Dominique De Villepin, former Prime Minister of France, who famously led France’s opposition to the Iraq war, recently described the term ‘Occidentalism’ (currently the prevalent sentiment in much of Europe) as being the notion that “the West, which for five centuries managed the world’s affairs, will be able to quietly continue to do so”. He continues:
“There is this idea that, faced with what is currently happening in the Middle East, we must continue the fight even more, towards what might resemble a religious or a civilizational war”.
“That is to say, to isolate ourselves even more on the international stage”.
“They’ve gone “all in” on a certain moral and ethical framework of the world, and faced with a situation where the West’s moral fabric has been openly exposed and refuted, they find it extremely difficult—and perhaps fatally impossible—to withdraw”.
It is ditto for an Israel (which is umbilically linked to the West): Were Israel to imagine that its former Arab allies might look the other way, whilst the Jewish state attempts to annihilate resistance in Gaza,- and then expect these allies to help police and pay for a Gaza security apparatus to rule there, they would be guilty of wishfull thinking.
And, if either Washington or Israel assume this ‘after-Gaza’ plan can unfold in the same moment that militant settlers on the other side of the terrain build their settlement kingdom with the express goal of founding Israel on the Land of Israel (thus expunging Palestine altogether), that notion too would constitute a fantasy, both strategically and morally incoherent.
It won’t work. Israel will not be able to generate either the Palestinian partners, nor the global allies, it needs to co-operate in such a scheme.
The situation in the Middle East has radically transformed. Whereas Palestine was about national liberation, today Palestine is the of the symbol of a wider civilisational re-awakening – the ‘end to centuries of Regional humiliation’.
Equally, whilst Zionism in Israel was largely a secular political project (Greater Israel), today it has become messianic and prophetic.
The point here is that we continue to think about the Gaza issue in the ‘old way’ – through the prism of secular material rationalism. This leads to conclusions such as ‘Hamas objectively is weaker than Israel’s IDF’, and therefore rationally the latter must prevail as being the stronger party.

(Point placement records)
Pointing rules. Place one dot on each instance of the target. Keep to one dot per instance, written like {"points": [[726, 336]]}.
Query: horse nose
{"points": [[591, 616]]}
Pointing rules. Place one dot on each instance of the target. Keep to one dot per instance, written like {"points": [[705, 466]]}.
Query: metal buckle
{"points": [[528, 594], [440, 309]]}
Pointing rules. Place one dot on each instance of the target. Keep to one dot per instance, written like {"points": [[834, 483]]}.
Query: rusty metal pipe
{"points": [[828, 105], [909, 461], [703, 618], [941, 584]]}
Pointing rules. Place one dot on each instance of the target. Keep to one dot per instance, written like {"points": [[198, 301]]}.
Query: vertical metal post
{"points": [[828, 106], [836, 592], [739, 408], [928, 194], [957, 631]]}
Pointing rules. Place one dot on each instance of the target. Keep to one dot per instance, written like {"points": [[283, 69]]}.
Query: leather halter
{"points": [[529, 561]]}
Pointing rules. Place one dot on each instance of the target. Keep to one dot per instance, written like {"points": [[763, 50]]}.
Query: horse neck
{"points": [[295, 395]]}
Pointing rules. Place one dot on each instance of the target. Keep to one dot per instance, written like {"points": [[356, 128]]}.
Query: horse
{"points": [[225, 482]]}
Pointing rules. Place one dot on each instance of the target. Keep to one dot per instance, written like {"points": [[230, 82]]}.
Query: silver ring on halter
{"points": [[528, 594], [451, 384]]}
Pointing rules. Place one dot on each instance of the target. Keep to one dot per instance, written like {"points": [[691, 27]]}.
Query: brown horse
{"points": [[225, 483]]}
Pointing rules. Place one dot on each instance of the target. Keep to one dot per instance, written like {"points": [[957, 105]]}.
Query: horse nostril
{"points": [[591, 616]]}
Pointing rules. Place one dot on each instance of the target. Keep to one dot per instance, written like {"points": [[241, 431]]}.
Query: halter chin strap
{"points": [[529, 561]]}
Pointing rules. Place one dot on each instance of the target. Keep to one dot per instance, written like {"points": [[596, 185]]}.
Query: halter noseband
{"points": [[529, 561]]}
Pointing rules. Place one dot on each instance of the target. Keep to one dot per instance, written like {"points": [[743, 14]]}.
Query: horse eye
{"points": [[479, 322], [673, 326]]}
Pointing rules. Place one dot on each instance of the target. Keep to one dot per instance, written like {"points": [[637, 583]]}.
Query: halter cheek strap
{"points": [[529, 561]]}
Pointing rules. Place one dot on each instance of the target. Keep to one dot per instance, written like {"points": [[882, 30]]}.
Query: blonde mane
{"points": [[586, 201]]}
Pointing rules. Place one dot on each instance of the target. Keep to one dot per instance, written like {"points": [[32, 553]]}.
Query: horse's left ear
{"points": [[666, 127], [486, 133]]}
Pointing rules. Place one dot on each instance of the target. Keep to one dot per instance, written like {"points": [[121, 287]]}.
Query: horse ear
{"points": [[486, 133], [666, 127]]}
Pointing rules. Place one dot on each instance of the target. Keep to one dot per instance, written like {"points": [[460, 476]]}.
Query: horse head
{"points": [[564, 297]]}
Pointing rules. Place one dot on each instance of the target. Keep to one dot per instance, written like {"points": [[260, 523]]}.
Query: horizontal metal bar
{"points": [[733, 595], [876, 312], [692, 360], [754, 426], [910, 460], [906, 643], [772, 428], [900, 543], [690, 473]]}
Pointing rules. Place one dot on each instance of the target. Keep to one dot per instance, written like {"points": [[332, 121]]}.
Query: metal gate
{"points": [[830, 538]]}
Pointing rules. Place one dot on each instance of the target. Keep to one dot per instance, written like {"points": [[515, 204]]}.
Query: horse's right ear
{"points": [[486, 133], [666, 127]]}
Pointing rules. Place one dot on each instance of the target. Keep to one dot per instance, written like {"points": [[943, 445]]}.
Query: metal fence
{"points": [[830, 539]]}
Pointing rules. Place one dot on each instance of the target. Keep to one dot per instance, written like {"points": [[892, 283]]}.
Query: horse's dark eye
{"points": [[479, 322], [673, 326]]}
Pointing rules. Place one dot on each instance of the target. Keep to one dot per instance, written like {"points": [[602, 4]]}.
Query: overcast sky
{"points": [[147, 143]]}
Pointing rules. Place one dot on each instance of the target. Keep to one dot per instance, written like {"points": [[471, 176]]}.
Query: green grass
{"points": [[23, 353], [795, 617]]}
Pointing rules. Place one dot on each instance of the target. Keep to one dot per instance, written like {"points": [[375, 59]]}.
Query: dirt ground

### Stated goal 1
Summarize the piece on Occidentalism and Gaza in two sentences.
### Stated goal 2
Extend the piece on Occidentalism and Gaza, continuing from its final sentence.

### Result 1
Former French Prime Minister Dominique De Villepin describes "Occidentalism" as the belief that the West, after managing the world's affairs for five centuries, can quietly go on doing so, and he says its proponents have gone "all in" on a moral framework they now find nearly impossible to withdraw from. The piece argues that an "after-Gaza" plan relying on Arab allies to police and fund Gaza while settlers work to expunge Palestine is a fantasy that will not win the partners it needs, because the region has radically transformed and the Gaza issue is still viewed through an outdated secular, material lens.

### Result 2
In this way of thinking, though, there is only ‘one single reality’ with only the descriptions and interpretations of this ‘reality’ differing. Yet there is demonstrably more than ‘one reality’ as collectively, we progress from one consciousness to another. In one consciousness, for example, ‘Hamas is destined to fail’, and the discussion turns to US and Israeli notions of ‘what follows in Gaza’.
In another state of consciousness however – one becoming ever more prevalent in the region – the ‘reality’ is that any ‘rationally’ negotiated compromise between two clashing eschatological structures is impossible. The more so should the conflict escalate horizontally – overflowing the boundaries of Gaza.
Other ‘fronts’ likely might open, as Gaza is seen – whether or not Hamas is crushed – as the revolutionary spark lighting a transformation in the Middle Eastern and the Global South’s consciousness (note the list of Global South states now cutting diplomatic ties with Israel).
The West however, has opted to back itself in a silo of its own making – as defined by its demand for a singularity of messaging that all of Europe ‘stand with Israel’; refusing any ceasefire; and saying ‘no limit’ to Israeli action (subject to law).
A veteran Israeli commentator writes, we are dealing with:
“an instance (Israel), where a country is so devastated, shocked, humiliated and naturally consumed by rage that retribution becomes the only end. The moment when a country realizes that its deterrence failed; and perceptions of its power have been so critically diminished – that it is driven solely by the motivation to restore an image of power”.
“It is a dangerous point where decision-makers feel they can dispense with military theorist von Clausewitz’s axiom : “War is not merely a political act but a real political instrument, a continuation of political intercourse, a carrying out of the same by other means”.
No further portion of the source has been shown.